Excerpted data below:

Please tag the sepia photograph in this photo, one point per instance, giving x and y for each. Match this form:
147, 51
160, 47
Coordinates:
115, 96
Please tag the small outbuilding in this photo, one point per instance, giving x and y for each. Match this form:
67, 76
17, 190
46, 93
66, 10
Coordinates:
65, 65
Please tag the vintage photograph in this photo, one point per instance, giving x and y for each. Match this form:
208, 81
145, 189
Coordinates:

End of Excerpted data.

[Aim of the task] Among the lines above, which contain the word "giving"? Copy every one.

[Completed exercise]
Please tag the sepia photograph in this photo, one point per instance, giving x and y for each. Match this form:
Please tag the small outbuilding in this photo, one point per instance, giving x and y for each. Match this form:
Please tag the vintage photograph in this photo, one point per instance, giving x and y for each. Match this form:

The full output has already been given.